Duplicate the lines below, starting with the line containing "Could you please locate the shiny" and ending with the line containing "<point>437,592</point>", including both of those lines.

INPUT RECORDS:

━━━━━━━━━━━━━━━━

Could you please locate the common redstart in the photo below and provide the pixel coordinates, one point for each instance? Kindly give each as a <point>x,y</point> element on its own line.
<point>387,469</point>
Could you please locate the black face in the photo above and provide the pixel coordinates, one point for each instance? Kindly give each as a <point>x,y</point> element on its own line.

━━━━━━━━━━━━━━━━

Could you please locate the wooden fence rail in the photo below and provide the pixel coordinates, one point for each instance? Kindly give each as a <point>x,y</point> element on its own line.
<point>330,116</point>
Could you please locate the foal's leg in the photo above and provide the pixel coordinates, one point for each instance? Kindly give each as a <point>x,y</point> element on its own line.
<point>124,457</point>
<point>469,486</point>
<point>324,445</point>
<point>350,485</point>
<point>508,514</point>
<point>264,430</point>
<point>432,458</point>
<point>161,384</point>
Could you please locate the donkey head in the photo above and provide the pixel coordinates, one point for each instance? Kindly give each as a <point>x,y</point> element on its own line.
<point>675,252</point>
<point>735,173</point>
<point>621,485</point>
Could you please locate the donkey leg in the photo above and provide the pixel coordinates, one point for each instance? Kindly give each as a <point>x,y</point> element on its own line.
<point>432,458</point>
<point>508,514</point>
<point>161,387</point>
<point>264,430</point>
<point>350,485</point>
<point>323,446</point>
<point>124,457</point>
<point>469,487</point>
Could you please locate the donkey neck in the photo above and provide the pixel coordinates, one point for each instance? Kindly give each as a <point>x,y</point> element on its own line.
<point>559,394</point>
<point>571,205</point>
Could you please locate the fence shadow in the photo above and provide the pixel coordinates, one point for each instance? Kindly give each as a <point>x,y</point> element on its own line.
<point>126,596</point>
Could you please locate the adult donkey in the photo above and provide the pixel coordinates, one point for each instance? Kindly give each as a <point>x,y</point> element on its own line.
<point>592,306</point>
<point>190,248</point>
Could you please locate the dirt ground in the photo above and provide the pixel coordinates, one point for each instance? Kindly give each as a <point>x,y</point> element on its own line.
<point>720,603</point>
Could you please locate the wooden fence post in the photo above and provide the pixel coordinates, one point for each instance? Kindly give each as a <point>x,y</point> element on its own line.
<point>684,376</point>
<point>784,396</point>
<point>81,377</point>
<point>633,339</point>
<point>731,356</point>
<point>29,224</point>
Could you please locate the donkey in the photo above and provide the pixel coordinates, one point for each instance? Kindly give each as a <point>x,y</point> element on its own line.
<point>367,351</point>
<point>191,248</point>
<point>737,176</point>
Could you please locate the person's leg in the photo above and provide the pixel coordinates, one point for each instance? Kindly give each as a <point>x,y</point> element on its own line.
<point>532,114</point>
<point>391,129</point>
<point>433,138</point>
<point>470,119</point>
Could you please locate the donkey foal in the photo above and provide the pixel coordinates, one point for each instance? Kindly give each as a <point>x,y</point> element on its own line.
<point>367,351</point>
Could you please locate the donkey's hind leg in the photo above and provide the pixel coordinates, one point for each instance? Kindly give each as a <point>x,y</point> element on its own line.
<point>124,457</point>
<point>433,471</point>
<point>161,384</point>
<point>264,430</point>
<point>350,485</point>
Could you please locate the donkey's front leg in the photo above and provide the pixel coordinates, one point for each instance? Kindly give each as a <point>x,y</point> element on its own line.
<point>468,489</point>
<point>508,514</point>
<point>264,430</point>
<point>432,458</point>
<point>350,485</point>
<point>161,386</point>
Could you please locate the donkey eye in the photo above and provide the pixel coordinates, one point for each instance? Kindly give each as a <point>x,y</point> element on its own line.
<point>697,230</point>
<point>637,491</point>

━━━━━━━━━━━━━━━━

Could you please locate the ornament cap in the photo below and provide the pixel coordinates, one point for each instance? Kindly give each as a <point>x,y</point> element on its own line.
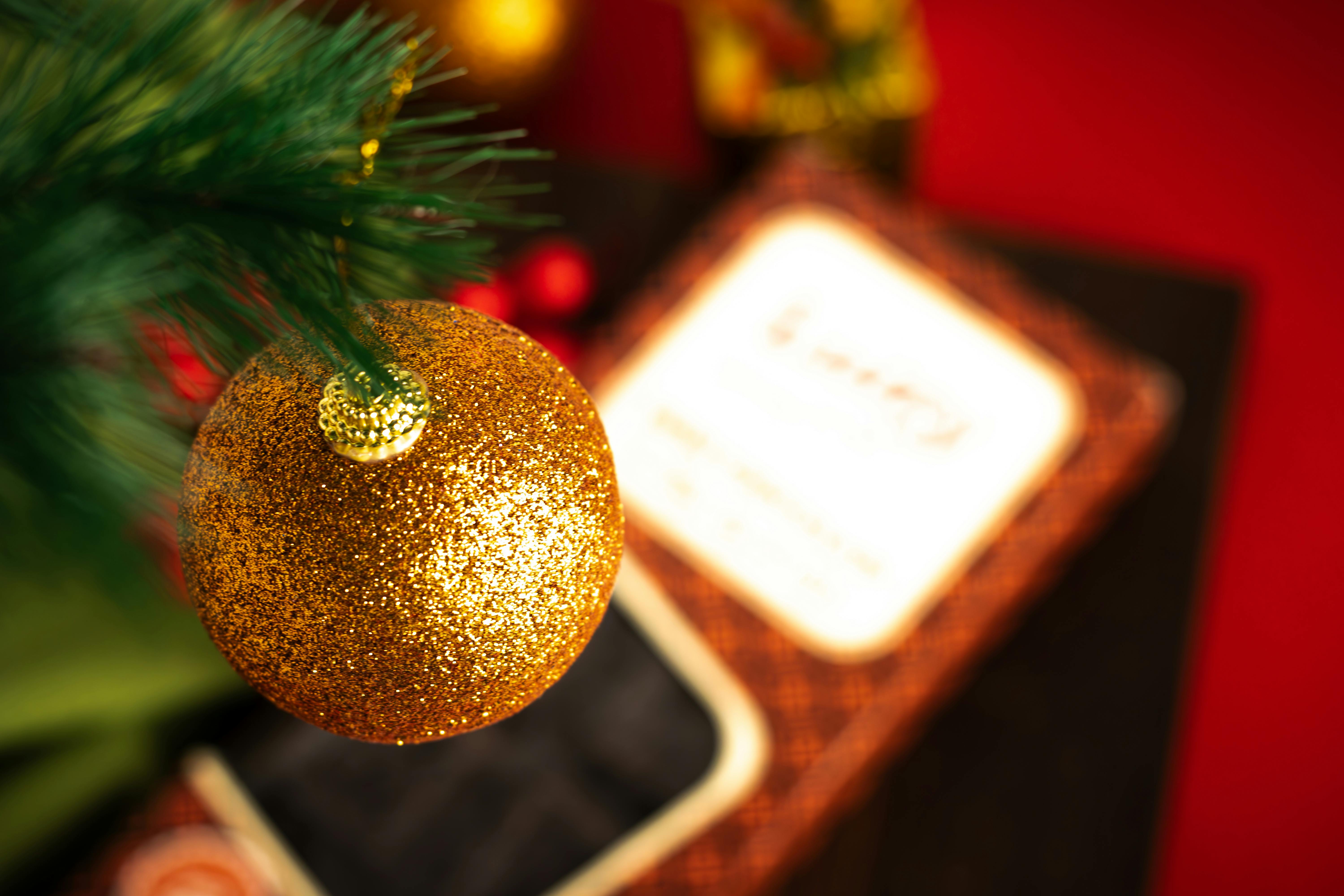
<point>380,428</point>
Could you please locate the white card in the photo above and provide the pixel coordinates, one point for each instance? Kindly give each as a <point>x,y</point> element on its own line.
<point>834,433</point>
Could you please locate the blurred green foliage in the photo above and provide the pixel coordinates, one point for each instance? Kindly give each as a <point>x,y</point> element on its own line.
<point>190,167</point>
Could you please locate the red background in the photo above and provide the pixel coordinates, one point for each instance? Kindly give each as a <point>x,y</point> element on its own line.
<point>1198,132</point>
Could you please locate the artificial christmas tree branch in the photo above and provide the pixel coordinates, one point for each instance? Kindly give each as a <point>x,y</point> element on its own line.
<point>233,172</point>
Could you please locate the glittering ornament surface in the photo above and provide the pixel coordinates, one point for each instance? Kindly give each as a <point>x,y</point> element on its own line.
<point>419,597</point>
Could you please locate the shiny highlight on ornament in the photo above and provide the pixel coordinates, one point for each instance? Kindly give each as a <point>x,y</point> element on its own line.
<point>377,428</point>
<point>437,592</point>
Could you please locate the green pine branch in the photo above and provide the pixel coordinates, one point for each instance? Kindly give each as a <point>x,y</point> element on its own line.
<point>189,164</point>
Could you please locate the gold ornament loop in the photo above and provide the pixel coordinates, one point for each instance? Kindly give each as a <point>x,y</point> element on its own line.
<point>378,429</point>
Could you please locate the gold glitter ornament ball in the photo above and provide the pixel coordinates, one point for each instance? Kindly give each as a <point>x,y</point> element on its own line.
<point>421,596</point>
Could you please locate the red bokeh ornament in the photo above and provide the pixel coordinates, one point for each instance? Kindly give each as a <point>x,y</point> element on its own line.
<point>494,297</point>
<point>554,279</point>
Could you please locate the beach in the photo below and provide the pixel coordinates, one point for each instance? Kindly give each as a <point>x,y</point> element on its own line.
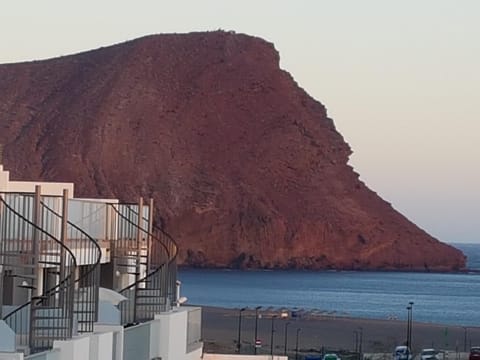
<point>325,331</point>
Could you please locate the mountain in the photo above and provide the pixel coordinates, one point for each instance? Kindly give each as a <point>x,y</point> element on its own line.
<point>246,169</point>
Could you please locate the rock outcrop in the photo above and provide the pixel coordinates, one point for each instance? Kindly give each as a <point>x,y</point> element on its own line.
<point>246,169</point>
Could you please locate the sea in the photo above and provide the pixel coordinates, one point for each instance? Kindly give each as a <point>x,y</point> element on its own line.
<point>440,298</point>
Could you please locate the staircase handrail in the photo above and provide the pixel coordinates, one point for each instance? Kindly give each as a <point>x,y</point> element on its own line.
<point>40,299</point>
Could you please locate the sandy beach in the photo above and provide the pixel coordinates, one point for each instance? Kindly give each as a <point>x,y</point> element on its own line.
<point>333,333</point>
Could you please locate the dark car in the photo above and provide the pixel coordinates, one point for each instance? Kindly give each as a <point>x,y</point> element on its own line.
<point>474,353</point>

━━━━━━━━━━━━━━━━

RESPONSE TO THIS EXERCISE:
Could you please locate the shiny highlight on ornament in the photo above and provide the pixel coordinates, one point for each instance? Kindly give each as a <point>x,y</point> element on its own line.
<point>377,428</point>
<point>437,592</point>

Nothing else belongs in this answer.